> Do this:
Lines before the one containing "Guideline: for every instance of the conifer" are excluded; print that line and every line after it through the end of the material below, exactly.

> Exercise inputs:

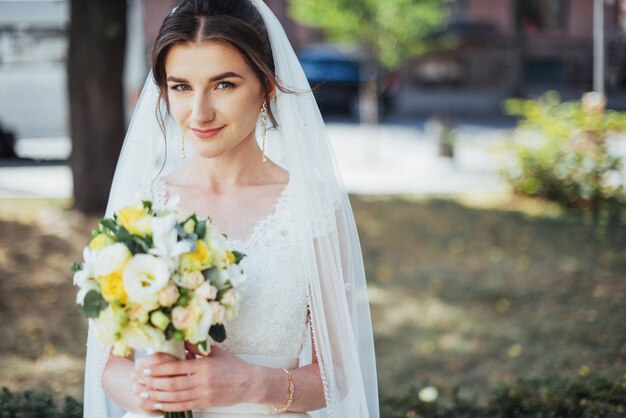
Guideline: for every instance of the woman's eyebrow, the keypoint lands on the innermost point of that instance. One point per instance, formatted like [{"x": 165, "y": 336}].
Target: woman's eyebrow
[{"x": 217, "y": 77}]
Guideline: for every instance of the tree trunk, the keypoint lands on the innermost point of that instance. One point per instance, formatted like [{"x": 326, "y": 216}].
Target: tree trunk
[
  {"x": 368, "y": 100},
  {"x": 95, "y": 71}
]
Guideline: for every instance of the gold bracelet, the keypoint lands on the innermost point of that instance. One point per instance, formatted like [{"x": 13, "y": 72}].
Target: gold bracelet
[{"x": 292, "y": 389}]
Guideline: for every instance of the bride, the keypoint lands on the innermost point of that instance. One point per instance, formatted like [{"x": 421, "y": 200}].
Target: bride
[{"x": 223, "y": 74}]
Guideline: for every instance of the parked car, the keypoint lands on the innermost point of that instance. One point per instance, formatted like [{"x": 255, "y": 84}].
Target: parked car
[{"x": 336, "y": 76}]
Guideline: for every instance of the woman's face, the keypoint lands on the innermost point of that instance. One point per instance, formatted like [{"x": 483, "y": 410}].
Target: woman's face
[{"x": 214, "y": 95}]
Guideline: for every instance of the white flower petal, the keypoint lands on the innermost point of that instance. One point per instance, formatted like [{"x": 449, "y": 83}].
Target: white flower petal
[
  {"x": 144, "y": 276},
  {"x": 110, "y": 259}
]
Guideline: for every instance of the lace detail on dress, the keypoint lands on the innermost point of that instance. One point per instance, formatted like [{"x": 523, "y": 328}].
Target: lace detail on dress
[{"x": 273, "y": 317}]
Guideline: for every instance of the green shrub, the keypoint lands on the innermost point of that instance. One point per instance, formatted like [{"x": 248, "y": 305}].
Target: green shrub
[
  {"x": 562, "y": 153},
  {"x": 540, "y": 398},
  {"x": 28, "y": 404}
]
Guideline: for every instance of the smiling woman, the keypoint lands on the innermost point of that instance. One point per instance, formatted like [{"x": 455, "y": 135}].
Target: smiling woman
[
  {"x": 213, "y": 93},
  {"x": 302, "y": 343}
]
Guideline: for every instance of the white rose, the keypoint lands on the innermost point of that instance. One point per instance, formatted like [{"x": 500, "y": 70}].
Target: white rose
[
  {"x": 428, "y": 394},
  {"x": 165, "y": 240},
  {"x": 230, "y": 298},
  {"x": 207, "y": 291},
  {"x": 144, "y": 276},
  {"x": 182, "y": 317},
  {"x": 85, "y": 288},
  {"x": 142, "y": 336},
  {"x": 192, "y": 280},
  {"x": 168, "y": 295},
  {"x": 138, "y": 313},
  {"x": 202, "y": 312},
  {"x": 111, "y": 259}
]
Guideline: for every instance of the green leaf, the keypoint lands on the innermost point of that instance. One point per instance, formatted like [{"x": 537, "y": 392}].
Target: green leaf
[
  {"x": 218, "y": 332},
  {"x": 201, "y": 229},
  {"x": 109, "y": 224},
  {"x": 238, "y": 256},
  {"x": 93, "y": 304},
  {"x": 122, "y": 235},
  {"x": 147, "y": 205}
]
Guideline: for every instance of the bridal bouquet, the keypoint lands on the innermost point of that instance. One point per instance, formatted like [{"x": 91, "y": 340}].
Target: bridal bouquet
[{"x": 151, "y": 280}]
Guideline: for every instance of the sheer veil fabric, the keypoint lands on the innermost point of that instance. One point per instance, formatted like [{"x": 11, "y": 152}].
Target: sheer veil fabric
[{"x": 339, "y": 310}]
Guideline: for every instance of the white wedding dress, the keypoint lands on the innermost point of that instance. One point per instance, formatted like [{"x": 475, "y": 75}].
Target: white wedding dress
[{"x": 272, "y": 327}]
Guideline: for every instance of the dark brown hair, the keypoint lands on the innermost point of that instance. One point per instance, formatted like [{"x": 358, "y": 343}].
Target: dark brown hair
[{"x": 236, "y": 23}]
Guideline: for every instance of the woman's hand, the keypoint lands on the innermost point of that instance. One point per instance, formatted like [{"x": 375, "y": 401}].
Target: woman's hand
[
  {"x": 139, "y": 379},
  {"x": 221, "y": 379}
]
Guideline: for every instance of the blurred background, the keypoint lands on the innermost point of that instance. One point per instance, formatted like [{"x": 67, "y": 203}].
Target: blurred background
[{"x": 483, "y": 145}]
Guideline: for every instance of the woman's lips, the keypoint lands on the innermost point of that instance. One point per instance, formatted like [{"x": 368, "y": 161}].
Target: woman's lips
[{"x": 206, "y": 133}]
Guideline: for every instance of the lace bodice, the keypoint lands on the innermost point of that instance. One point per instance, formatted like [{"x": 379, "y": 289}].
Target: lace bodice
[{"x": 273, "y": 314}]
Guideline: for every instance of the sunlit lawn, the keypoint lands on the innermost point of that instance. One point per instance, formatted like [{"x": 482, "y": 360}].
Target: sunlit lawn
[{"x": 469, "y": 293}]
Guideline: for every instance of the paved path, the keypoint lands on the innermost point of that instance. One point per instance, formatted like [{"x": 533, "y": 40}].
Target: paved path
[{"x": 391, "y": 159}]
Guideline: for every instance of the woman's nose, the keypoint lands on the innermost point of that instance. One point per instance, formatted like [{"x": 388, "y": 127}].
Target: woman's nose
[{"x": 202, "y": 111}]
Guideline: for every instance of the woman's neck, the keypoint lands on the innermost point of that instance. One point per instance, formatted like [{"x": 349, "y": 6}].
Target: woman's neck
[{"x": 239, "y": 166}]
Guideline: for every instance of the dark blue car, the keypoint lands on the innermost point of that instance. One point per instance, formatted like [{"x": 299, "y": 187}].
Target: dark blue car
[{"x": 336, "y": 76}]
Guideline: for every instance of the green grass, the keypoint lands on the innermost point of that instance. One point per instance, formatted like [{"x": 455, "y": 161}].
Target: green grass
[{"x": 471, "y": 292}]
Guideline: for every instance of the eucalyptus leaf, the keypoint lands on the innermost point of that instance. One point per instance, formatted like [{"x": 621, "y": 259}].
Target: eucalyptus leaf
[
  {"x": 93, "y": 304},
  {"x": 109, "y": 224},
  {"x": 238, "y": 256}
]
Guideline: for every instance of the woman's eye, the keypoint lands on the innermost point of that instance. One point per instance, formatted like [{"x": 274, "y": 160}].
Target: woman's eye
[
  {"x": 225, "y": 85},
  {"x": 181, "y": 87}
]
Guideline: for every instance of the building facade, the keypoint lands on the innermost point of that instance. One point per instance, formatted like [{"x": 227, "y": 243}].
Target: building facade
[{"x": 524, "y": 47}]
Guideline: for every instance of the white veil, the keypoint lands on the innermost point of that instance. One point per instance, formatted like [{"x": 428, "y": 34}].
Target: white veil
[{"x": 340, "y": 315}]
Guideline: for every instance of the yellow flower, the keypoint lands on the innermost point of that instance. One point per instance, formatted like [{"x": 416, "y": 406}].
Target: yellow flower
[
  {"x": 113, "y": 288},
  {"x": 136, "y": 220},
  {"x": 200, "y": 259},
  {"x": 101, "y": 240}
]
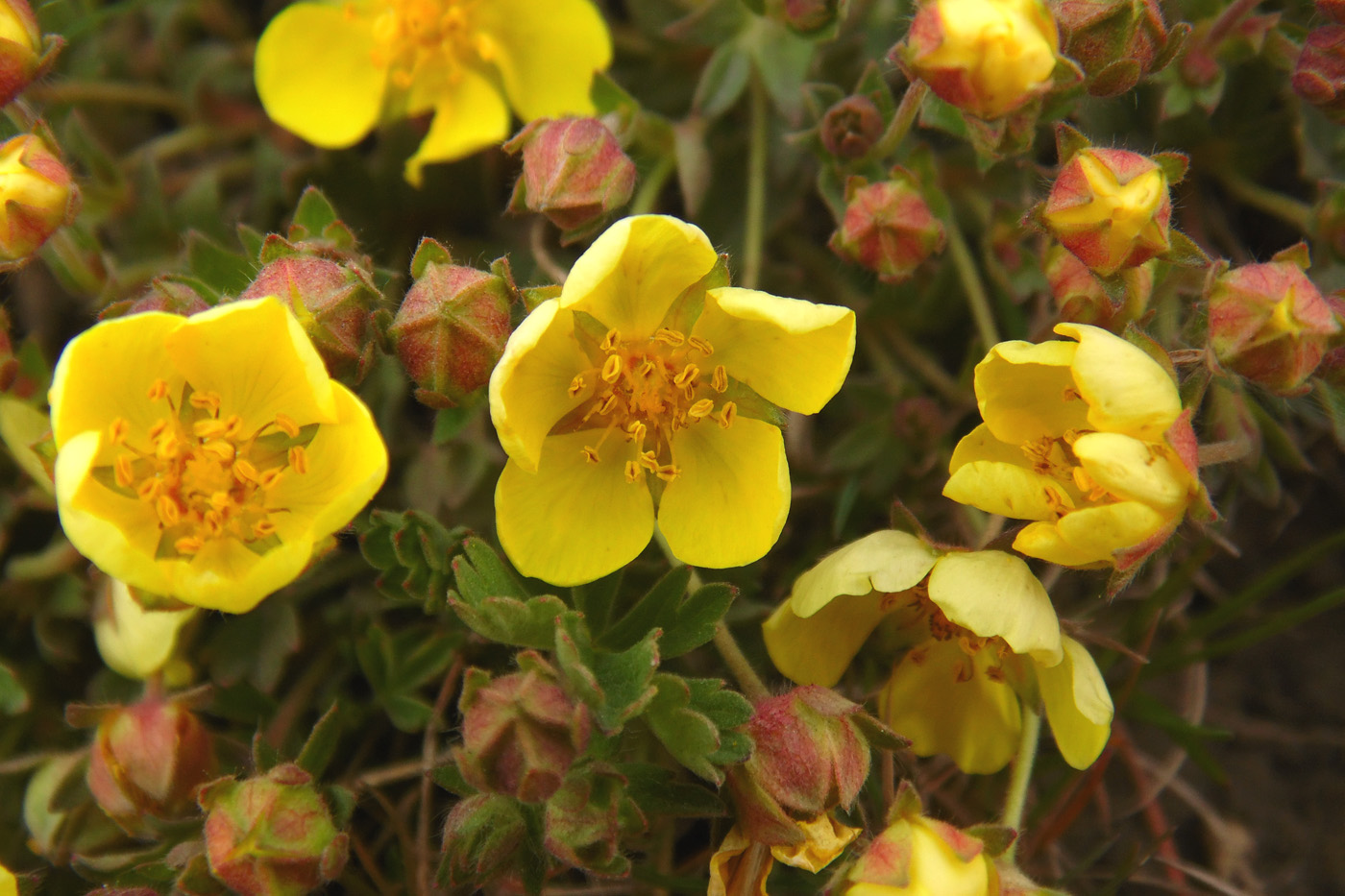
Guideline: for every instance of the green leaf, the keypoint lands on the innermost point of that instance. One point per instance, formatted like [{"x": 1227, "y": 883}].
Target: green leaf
[{"x": 616, "y": 687}]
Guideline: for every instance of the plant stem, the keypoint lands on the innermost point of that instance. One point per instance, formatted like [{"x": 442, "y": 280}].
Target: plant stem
[
  {"x": 977, "y": 298},
  {"x": 1015, "y": 799},
  {"x": 753, "y": 228}
]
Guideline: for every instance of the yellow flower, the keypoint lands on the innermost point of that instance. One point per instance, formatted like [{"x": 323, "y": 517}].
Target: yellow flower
[
  {"x": 649, "y": 386},
  {"x": 330, "y": 71},
  {"x": 204, "y": 458},
  {"x": 981, "y": 637},
  {"x": 1086, "y": 439}
]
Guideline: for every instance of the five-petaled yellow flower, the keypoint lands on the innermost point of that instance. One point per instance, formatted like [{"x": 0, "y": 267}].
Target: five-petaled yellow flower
[
  {"x": 981, "y": 635},
  {"x": 204, "y": 458},
  {"x": 1086, "y": 439},
  {"x": 649, "y": 386},
  {"x": 330, "y": 71}
]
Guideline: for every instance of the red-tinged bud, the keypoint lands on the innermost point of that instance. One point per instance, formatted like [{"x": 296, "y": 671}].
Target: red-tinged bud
[
  {"x": 521, "y": 732},
  {"x": 1270, "y": 325},
  {"x": 1115, "y": 42},
  {"x": 37, "y": 198},
  {"x": 148, "y": 759},
  {"x": 811, "y": 755},
  {"x": 851, "y": 127},
  {"x": 574, "y": 173},
  {"x": 985, "y": 57},
  {"x": 888, "y": 228},
  {"x": 452, "y": 326},
  {"x": 332, "y": 302},
  {"x": 272, "y": 835},
  {"x": 1112, "y": 207},
  {"x": 1320, "y": 73}
]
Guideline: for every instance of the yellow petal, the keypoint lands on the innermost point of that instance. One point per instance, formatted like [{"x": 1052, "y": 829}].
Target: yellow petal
[
  {"x": 547, "y": 53},
  {"x": 1126, "y": 389},
  {"x": 793, "y": 352},
  {"x": 887, "y": 561},
  {"x": 728, "y": 506},
  {"x": 975, "y": 721},
  {"x": 470, "y": 114},
  {"x": 528, "y": 385},
  {"x": 127, "y": 350},
  {"x": 316, "y": 76},
  {"x": 634, "y": 272},
  {"x": 994, "y": 593},
  {"x": 1078, "y": 705},
  {"x": 1136, "y": 470},
  {"x": 574, "y": 521},
  {"x": 818, "y": 648},
  {"x": 1022, "y": 390},
  {"x": 134, "y": 642},
  {"x": 256, "y": 356},
  {"x": 347, "y": 465}
]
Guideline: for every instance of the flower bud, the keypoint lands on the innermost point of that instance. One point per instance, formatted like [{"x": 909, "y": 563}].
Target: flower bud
[
  {"x": 851, "y": 127},
  {"x": 20, "y": 49},
  {"x": 1110, "y": 207},
  {"x": 37, "y": 195},
  {"x": 332, "y": 303},
  {"x": 272, "y": 835},
  {"x": 574, "y": 173},
  {"x": 1270, "y": 325},
  {"x": 1115, "y": 42},
  {"x": 521, "y": 732},
  {"x": 985, "y": 57},
  {"x": 888, "y": 228},
  {"x": 810, "y": 757},
  {"x": 148, "y": 759},
  {"x": 452, "y": 326},
  {"x": 1320, "y": 71}
]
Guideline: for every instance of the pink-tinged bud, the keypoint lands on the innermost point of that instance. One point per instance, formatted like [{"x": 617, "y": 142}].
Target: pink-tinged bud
[
  {"x": 1320, "y": 73},
  {"x": 521, "y": 732},
  {"x": 332, "y": 302},
  {"x": 148, "y": 759},
  {"x": 574, "y": 173},
  {"x": 1270, "y": 325},
  {"x": 1115, "y": 42},
  {"x": 985, "y": 57},
  {"x": 272, "y": 835},
  {"x": 811, "y": 755},
  {"x": 452, "y": 326},
  {"x": 1112, "y": 208},
  {"x": 888, "y": 228},
  {"x": 37, "y": 198},
  {"x": 851, "y": 127}
]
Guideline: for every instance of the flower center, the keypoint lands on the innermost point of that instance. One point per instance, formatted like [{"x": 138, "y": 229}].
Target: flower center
[
  {"x": 206, "y": 478},
  {"x": 417, "y": 36},
  {"x": 648, "y": 390}
]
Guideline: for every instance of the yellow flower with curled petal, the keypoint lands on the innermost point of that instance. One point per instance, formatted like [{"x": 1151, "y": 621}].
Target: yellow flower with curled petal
[
  {"x": 330, "y": 71},
  {"x": 981, "y": 635},
  {"x": 1086, "y": 439},
  {"x": 204, "y": 458},
  {"x": 651, "y": 388}
]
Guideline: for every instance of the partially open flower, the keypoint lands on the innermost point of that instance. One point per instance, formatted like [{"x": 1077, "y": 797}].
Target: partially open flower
[
  {"x": 1088, "y": 440},
  {"x": 985, "y": 57},
  {"x": 215, "y": 459},
  {"x": 982, "y": 637}
]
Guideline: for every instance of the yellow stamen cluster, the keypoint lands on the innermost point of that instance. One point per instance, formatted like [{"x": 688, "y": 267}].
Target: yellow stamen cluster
[
  {"x": 414, "y": 36},
  {"x": 648, "y": 389},
  {"x": 204, "y": 475}
]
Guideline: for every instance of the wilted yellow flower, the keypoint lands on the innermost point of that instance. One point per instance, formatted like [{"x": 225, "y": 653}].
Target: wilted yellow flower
[
  {"x": 330, "y": 71},
  {"x": 649, "y": 388},
  {"x": 981, "y": 633},
  {"x": 204, "y": 458},
  {"x": 1087, "y": 439}
]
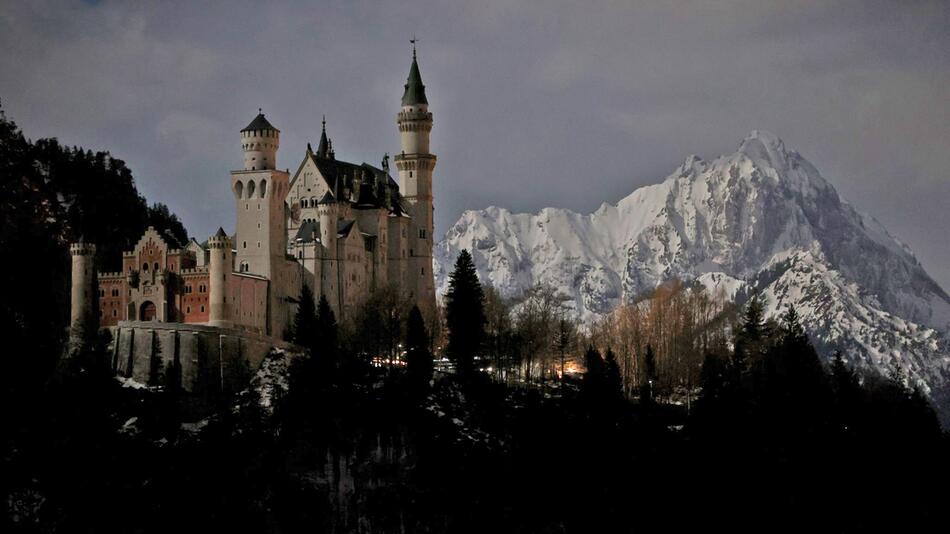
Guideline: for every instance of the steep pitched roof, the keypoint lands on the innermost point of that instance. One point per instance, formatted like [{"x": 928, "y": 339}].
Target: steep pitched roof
[
  {"x": 323, "y": 147},
  {"x": 343, "y": 227},
  {"x": 308, "y": 232},
  {"x": 259, "y": 123}
]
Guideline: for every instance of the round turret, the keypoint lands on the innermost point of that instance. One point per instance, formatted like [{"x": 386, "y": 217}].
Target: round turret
[
  {"x": 260, "y": 141},
  {"x": 414, "y": 119},
  {"x": 219, "y": 268},
  {"x": 82, "y": 298}
]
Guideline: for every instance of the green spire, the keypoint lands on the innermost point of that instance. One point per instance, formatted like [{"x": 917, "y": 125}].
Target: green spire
[
  {"x": 322, "y": 148},
  {"x": 415, "y": 92}
]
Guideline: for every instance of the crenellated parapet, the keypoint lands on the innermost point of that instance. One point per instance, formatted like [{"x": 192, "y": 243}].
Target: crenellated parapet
[
  {"x": 197, "y": 271},
  {"x": 82, "y": 249}
]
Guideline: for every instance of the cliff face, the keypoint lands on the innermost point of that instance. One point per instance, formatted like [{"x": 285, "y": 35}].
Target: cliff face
[{"x": 761, "y": 219}]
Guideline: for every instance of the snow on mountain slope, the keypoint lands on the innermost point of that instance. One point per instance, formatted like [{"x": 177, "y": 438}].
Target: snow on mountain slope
[{"x": 762, "y": 218}]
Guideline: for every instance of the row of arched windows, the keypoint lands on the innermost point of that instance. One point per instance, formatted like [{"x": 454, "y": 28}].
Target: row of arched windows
[
  {"x": 201, "y": 288},
  {"x": 240, "y": 191}
]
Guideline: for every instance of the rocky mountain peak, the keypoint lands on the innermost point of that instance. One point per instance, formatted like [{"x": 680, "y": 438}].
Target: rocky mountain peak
[{"x": 762, "y": 219}]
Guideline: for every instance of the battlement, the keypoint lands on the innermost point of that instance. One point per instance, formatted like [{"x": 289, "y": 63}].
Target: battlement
[
  {"x": 82, "y": 249},
  {"x": 416, "y": 115},
  {"x": 194, "y": 272},
  {"x": 216, "y": 242}
]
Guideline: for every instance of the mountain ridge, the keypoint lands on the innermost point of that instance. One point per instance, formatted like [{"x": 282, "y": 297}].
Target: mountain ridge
[{"x": 727, "y": 223}]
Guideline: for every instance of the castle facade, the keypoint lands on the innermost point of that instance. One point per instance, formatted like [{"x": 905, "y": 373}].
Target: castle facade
[{"x": 341, "y": 228}]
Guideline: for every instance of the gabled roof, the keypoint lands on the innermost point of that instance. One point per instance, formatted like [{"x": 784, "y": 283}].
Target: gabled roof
[
  {"x": 308, "y": 232},
  {"x": 259, "y": 123},
  {"x": 343, "y": 227}
]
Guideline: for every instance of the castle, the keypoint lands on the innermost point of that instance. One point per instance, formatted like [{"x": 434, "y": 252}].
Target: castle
[{"x": 341, "y": 228}]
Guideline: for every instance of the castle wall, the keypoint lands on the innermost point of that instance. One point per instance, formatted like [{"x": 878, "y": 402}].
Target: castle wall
[
  {"x": 113, "y": 298},
  {"x": 248, "y": 297},
  {"x": 206, "y": 361},
  {"x": 193, "y": 297}
]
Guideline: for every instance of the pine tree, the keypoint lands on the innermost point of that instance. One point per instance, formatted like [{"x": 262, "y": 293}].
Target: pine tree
[
  {"x": 612, "y": 379},
  {"x": 753, "y": 320},
  {"x": 793, "y": 333},
  {"x": 592, "y": 386},
  {"x": 649, "y": 375},
  {"x": 713, "y": 377},
  {"x": 304, "y": 331},
  {"x": 327, "y": 338},
  {"x": 465, "y": 313},
  {"x": 418, "y": 356}
]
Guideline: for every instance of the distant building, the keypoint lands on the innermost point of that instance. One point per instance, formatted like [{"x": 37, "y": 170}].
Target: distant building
[{"x": 341, "y": 228}]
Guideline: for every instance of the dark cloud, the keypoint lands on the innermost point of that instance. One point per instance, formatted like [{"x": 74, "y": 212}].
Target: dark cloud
[{"x": 536, "y": 103}]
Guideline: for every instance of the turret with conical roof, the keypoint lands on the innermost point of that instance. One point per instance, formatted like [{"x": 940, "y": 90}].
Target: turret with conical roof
[
  {"x": 415, "y": 92},
  {"x": 260, "y": 141},
  {"x": 323, "y": 148},
  {"x": 415, "y": 164}
]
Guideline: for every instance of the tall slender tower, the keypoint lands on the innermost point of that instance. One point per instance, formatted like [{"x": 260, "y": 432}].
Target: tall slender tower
[
  {"x": 259, "y": 191},
  {"x": 415, "y": 165},
  {"x": 219, "y": 272},
  {"x": 82, "y": 317}
]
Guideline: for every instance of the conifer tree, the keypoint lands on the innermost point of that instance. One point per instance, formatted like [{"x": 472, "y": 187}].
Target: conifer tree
[
  {"x": 304, "y": 331},
  {"x": 327, "y": 338},
  {"x": 465, "y": 313},
  {"x": 649, "y": 375},
  {"x": 753, "y": 320},
  {"x": 793, "y": 333},
  {"x": 612, "y": 379},
  {"x": 594, "y": 375},
  {"x": 418, "y": 356}
]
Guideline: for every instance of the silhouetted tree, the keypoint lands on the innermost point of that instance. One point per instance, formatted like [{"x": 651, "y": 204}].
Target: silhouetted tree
[
  {"x": 613, "y": 381},
  {"x": 465, "y": 313},
  {"x": 418, "y": 357},
  {"x": 327, "y": 339},
  {"x": 649, "y": 375},
  {"x": 305, "y": 328}
]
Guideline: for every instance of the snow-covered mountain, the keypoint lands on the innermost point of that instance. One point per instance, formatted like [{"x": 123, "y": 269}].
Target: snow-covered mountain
[{"x": 760, "y": 219}]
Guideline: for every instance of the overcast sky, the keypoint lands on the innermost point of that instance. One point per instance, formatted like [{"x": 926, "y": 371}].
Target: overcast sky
[{"x": 536, "y": 103}]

> Response:
Guideline: for every instance of the conifer tree, the keypoint lands on the innermost point of that instance. One point per instance, formatted like [{"x": 472, "y": 187}].
Target: conifer tree
[
  {"x": 304, "y": 331},
  {"x": 327, "y": 338},
  {"x": 465, "y": 313},
  {"x": 649, "y": 375},
  {"x": 753, "y": 320},
  {"x": 793, "y": 333},
  {"x": 612, "y": 379},
  {"x": 594, "y": 375},
  {"x": 418, "y": 356}
]
Guideline: for every instance of the silhouetted tree, the keypoint lands on the innermost point of that instance. One point per instance, formatted like [{"x": 651, "y": 204}].
Target: silhouetted tree
[
  {"x": 613, "y": 381},
  {"x": 465, "y": 313},
  {"x": 418, "y": 357},
  {"x": 327, "y": 339},
  {"x": 649, "y": 375},
  {"x": 305, "y": 328}
]
Guideline: for every instance of the snow-covered mountain, the keypoint lands on the innermost point of that instance. One point per instance, formatted like [{"x": 123, "y": 269}].
Target: snow-covered mountain
[{"x": 760, "y": 219}]
Guideline: for every instance of the overcast sky, the keypoint lands on the innermost point of that instance. One point per instance, formatted like [{"x": 926, "y": 371}].
Target: overcast sky
[{"x": 536, "y": 103}]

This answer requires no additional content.